▼▼▼

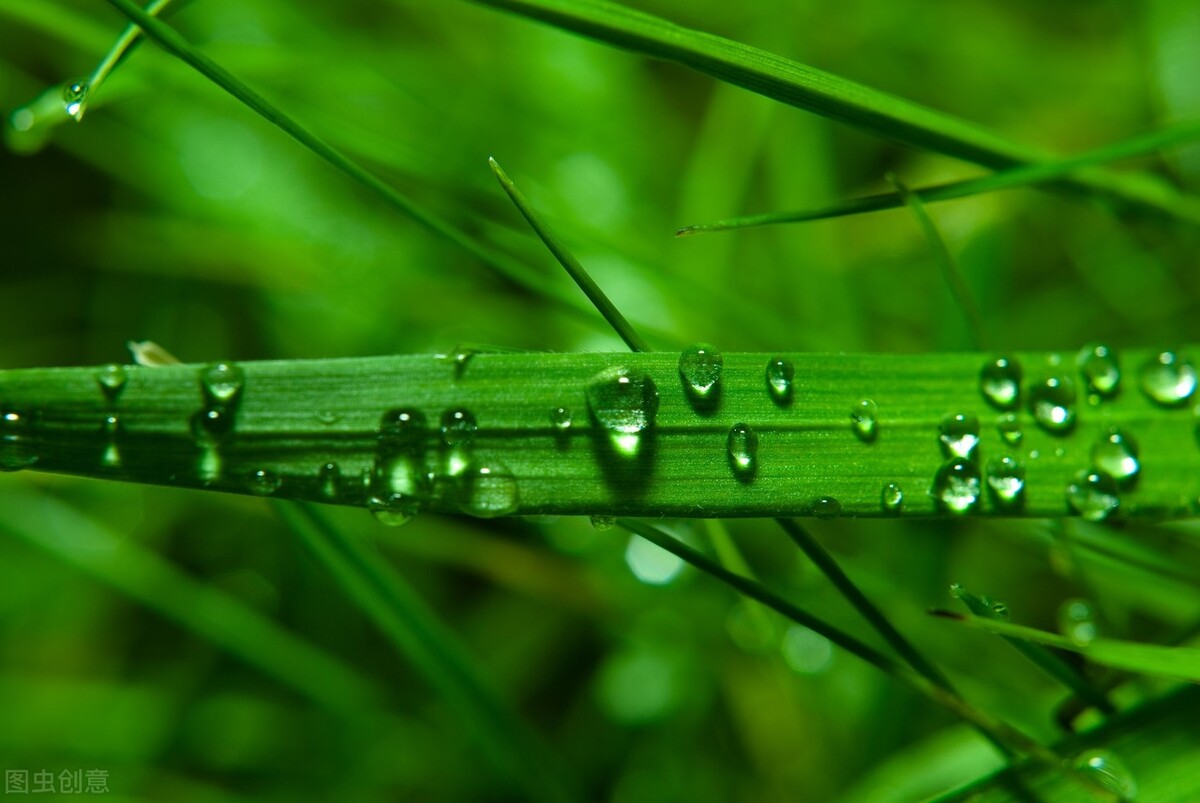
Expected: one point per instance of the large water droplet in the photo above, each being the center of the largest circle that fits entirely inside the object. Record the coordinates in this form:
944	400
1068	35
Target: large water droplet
222	383
1099	367
111	379
700	367
393	510
892	497
1000	382
1108	771
1077	621
459	427
490	491
957	485
742	447
1116	455
1006	479
1169	378
625	405
1053	401
864	417
959	435
1093	496
780	377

▲▲▲

Exercise description:
Copy every record verbatim while leaving each picture out.

Answer below:
Expected: one point per instance of the large water droplet in the photo above, each being the center of the largest circle that fits entirely inside the object. Record the coordinates in this form:
944	400
1068	35
Target: large water droplet
222	383
1099	367
111	379
700	367
393	510
892	497
1000	382
1108	771
1077	621
459	427
490	491
957	485
742	447
1116	455
1006	479
1169	378
625	405
1053	401
864	417
959	435
1093	496
780	377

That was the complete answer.